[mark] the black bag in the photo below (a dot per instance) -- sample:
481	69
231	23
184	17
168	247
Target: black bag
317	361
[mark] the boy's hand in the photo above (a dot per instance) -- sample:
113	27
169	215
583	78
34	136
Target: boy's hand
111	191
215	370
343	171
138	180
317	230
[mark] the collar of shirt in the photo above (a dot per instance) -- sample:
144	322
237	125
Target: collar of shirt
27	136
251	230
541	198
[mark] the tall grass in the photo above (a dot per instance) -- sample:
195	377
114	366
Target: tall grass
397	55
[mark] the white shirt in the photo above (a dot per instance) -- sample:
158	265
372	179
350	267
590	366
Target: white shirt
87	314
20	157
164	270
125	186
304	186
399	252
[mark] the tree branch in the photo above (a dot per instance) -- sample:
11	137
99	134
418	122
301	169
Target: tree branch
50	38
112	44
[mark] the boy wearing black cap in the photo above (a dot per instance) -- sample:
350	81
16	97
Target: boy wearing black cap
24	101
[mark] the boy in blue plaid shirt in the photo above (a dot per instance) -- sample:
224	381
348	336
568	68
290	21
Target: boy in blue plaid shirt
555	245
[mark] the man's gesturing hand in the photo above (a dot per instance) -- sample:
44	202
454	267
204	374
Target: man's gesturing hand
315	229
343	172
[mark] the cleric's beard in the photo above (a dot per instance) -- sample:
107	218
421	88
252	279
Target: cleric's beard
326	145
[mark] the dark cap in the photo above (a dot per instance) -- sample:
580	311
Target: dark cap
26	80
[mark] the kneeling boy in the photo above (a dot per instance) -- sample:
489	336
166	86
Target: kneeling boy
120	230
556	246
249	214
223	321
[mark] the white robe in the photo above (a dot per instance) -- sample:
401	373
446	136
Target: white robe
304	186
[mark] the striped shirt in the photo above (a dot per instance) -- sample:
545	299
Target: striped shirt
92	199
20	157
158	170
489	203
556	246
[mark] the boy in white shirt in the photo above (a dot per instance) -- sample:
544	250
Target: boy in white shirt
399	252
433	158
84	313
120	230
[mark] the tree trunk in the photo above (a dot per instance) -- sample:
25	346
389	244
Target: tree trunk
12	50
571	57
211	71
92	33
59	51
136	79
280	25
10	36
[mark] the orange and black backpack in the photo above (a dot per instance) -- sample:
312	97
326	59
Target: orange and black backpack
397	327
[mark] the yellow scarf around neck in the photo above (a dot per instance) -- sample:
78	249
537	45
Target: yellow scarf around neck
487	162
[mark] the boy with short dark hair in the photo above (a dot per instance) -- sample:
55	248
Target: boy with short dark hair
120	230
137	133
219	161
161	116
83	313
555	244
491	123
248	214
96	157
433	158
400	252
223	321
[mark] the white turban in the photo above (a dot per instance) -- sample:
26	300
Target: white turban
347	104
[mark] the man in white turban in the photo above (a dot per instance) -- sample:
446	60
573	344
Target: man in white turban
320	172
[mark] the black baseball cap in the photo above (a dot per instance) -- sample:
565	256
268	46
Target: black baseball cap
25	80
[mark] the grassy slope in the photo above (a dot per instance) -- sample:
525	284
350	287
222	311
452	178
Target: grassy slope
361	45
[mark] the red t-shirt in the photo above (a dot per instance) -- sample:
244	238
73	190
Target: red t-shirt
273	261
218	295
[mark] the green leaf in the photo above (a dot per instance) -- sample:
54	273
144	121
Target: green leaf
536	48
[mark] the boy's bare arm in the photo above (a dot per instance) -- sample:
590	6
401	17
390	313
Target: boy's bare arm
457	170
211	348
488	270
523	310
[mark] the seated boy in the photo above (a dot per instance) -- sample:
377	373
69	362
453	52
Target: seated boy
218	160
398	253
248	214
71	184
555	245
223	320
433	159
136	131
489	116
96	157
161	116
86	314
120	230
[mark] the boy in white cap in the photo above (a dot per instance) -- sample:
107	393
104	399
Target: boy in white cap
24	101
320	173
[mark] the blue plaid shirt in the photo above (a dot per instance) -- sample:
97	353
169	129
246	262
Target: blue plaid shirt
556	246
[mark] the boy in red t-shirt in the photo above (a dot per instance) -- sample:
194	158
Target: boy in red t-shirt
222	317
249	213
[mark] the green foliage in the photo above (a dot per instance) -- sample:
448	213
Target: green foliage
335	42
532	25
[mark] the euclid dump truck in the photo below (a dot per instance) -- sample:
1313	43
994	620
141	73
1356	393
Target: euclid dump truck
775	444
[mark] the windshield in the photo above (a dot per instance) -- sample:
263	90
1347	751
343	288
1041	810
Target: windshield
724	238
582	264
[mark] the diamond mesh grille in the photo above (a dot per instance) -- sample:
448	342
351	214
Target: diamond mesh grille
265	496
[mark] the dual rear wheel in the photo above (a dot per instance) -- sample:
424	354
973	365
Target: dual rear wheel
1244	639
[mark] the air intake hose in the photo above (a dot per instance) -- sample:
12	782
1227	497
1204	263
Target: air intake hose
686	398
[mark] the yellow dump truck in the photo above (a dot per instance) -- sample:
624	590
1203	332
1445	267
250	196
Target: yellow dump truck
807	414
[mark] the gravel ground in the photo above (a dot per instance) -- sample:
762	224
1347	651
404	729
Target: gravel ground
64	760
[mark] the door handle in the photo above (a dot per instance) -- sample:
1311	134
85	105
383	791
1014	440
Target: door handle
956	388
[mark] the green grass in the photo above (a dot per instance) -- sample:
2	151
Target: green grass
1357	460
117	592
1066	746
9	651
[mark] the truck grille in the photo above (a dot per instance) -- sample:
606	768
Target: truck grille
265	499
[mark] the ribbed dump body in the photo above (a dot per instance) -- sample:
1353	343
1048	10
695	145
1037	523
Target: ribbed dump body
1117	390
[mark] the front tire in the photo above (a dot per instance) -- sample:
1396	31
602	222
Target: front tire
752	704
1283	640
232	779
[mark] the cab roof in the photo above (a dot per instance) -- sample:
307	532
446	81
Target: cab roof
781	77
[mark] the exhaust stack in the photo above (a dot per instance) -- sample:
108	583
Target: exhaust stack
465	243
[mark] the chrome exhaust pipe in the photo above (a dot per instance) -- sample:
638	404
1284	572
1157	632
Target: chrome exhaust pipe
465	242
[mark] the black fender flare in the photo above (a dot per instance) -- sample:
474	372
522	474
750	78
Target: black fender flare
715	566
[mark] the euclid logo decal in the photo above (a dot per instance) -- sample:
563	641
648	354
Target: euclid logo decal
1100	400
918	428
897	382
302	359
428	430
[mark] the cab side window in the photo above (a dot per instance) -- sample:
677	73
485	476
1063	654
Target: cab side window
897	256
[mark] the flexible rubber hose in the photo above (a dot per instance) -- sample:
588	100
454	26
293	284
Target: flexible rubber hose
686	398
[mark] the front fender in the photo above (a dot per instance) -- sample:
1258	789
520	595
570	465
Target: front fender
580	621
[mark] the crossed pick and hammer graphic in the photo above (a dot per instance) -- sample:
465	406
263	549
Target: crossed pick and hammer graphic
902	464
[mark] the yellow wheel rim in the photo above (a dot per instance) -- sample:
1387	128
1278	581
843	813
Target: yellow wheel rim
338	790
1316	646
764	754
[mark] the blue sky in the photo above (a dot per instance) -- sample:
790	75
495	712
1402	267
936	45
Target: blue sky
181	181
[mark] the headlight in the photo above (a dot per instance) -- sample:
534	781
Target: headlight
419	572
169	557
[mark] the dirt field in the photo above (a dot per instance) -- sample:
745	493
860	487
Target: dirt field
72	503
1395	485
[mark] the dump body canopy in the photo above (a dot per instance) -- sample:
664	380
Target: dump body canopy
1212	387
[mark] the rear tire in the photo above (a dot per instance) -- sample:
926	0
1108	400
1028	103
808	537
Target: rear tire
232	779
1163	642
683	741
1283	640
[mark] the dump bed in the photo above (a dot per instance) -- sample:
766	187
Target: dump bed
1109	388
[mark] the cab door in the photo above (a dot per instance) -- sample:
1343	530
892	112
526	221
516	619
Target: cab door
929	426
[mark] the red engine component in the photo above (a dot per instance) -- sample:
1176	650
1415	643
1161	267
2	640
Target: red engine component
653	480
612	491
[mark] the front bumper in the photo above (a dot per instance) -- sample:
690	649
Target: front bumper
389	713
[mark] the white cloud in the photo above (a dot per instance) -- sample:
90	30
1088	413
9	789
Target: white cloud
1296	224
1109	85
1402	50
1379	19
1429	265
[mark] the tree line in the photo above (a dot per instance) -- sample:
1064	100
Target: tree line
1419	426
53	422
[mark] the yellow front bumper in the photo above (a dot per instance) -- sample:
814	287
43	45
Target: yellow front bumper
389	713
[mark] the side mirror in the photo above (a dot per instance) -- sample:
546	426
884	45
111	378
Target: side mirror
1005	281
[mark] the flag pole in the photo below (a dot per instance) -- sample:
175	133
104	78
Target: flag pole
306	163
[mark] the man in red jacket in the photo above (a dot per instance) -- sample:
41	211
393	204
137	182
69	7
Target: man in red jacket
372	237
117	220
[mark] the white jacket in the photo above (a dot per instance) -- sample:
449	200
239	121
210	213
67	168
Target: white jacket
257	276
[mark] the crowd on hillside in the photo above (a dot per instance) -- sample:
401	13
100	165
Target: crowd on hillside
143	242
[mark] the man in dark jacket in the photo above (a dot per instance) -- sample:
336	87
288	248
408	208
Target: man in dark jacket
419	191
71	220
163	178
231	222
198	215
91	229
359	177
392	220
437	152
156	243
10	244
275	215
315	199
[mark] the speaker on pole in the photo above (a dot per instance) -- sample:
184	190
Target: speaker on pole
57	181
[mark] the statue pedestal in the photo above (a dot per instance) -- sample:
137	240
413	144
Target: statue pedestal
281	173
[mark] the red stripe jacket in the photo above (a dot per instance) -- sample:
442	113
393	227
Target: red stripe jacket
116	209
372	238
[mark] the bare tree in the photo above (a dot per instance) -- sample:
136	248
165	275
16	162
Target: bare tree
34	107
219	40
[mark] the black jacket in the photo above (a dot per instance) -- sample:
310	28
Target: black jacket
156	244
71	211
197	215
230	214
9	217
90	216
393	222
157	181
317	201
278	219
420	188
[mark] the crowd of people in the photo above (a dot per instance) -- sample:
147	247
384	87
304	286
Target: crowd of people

☆ ☆ ☆ ☆ ☆

EXERCISE REQUIREMENTS: From the line holding "[mark] the man in red" down to the final line above, quote every line exactly and only those lines.

WORKED ANSWER:
[mark] the man in red jacket in the photo above (a dot per instance) -- sample:
41	211
393	204
137	182
69	7
Target: man in red jacket
372	237
117	220
[mark] the white jacket in the photo above (a dot per instance) -- sample:
449	200
239	121
210	213
67	168
Target: white jacket
257	276
[mark] the crowd on hillside in the photo above (a dot per instance) -- sample:
401	13
100	165
Target: crowd on hillside
143	242
[mark] the man in dark jacket in the photo above (a dot per instance) -- sample:
336	87
288	248
408	208
Target: man in dark jacket
419	191
71	220
163	178
231	222
198	215
91	229
359	177
392	220
437	152
156	243
10	244
275	215
315	199
[mark] the speaker on pole in the photo above (a dot per instance) -- sample:
184	190
Target: speaker on pole
57	181
[mark] the statue pedestal in the photo above (a dot per instance) -- sample:
137	240
413	144
Target: statue pedestal
281	173
[mark] the red stripe jacket in the photo above (a dot per instance) -- sample:
442	113
393	227
Target: red stripe jacket
116	209
372	238
[mark] the bare tree in the photo above (a dot per instance) -- sample:
136	248
165	275
16	162
Target: bare tree
34	107
219	40
[mark] the black jacket in the photo above (a dot per instance) -- sample:
310	28
Target: black jacket
156	244
71	211
197	215
230	214
9	217
90	216
393	222
157	181
317	201
278	219
420	188
[mark] the crowd of people in the photo above (a dot per instance) -- sample:
147	247
384	87
304	286
Target: crowd of people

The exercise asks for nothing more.